DIRECTIONS FOR THIS TASK: Lines with the string "below" must each be copied from the listing.

DATA FOR THIS EXERCISE:
------------------------------------

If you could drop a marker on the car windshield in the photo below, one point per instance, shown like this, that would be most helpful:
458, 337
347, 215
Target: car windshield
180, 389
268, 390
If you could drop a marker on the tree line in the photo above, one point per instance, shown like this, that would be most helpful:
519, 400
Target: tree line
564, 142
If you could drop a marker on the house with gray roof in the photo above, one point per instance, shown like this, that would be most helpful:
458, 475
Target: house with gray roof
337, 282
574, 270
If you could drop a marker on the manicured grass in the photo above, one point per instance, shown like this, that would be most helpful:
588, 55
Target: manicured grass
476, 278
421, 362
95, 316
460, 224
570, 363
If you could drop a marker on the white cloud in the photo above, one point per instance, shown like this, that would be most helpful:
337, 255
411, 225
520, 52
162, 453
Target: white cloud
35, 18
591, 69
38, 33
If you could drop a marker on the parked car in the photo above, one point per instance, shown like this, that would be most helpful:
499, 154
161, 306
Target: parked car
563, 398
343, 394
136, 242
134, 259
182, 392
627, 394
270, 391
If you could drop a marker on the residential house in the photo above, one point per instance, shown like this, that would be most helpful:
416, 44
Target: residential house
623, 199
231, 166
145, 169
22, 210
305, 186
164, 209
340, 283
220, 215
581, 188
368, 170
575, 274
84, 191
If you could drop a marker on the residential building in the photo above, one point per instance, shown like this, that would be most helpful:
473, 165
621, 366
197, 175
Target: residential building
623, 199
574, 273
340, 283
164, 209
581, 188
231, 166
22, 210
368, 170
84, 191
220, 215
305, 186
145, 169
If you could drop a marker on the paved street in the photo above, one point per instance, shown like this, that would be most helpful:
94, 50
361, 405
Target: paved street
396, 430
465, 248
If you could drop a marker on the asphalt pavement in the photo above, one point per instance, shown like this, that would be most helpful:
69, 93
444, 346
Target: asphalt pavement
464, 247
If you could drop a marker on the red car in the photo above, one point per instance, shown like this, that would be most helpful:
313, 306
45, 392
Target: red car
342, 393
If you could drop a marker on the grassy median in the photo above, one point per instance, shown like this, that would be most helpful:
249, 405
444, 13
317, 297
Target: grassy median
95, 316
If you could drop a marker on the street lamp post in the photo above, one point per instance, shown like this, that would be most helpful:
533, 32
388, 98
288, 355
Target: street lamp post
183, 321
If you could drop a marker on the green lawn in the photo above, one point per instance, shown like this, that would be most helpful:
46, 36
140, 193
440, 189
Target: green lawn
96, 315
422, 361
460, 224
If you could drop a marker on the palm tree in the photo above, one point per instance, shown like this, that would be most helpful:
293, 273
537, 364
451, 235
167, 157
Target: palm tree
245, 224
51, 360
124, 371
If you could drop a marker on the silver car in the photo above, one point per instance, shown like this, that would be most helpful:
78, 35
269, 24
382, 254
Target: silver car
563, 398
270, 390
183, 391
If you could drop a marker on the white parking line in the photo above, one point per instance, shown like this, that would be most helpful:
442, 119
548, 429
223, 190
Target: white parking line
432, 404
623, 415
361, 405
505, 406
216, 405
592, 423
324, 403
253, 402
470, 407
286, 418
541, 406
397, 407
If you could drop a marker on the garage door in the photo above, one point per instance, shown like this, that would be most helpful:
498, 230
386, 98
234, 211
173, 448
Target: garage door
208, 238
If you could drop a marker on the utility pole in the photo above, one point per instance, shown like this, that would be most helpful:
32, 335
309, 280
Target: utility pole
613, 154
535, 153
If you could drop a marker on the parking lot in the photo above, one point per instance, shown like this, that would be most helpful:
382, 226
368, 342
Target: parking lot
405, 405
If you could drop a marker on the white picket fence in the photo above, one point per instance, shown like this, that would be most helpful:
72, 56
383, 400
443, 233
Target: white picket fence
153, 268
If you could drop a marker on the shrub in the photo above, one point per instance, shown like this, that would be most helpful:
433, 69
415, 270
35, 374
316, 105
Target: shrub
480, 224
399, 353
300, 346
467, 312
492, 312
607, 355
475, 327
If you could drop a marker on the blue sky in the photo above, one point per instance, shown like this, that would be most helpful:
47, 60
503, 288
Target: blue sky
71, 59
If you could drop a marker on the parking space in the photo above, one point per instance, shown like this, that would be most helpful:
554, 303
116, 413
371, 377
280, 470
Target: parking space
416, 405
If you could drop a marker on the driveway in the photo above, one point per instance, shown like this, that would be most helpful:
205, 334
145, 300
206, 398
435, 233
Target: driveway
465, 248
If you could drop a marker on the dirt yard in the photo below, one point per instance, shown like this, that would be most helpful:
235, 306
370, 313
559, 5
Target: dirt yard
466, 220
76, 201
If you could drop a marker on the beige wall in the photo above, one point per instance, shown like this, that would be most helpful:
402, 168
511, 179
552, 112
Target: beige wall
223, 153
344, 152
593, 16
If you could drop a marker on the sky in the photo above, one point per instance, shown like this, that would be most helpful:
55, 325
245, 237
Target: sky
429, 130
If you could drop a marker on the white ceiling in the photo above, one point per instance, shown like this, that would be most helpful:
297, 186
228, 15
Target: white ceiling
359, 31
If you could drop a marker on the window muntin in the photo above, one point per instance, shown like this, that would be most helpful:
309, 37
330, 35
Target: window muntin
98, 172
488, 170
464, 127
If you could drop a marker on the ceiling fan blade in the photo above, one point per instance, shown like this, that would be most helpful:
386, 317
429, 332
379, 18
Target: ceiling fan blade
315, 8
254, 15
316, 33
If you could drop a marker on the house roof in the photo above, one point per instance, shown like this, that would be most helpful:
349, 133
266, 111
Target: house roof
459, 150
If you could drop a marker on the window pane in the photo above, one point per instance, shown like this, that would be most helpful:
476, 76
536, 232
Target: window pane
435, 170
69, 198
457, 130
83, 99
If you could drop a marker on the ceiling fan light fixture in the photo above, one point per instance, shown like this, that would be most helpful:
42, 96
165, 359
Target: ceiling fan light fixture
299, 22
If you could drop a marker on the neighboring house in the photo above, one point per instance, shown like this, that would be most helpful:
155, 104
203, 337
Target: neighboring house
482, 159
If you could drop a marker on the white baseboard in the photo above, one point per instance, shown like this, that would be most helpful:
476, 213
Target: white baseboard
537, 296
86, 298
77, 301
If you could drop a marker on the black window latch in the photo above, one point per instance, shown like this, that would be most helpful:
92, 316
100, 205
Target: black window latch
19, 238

------------------------------------

RESPONSE:
If you could drop a marker on the car windshield in the photo below, one point per instance, shown like this, that would be most helpful:
If you could drop a marker on the dirt yard in the photo below, one point per instance, shown like this, that would be most helpful:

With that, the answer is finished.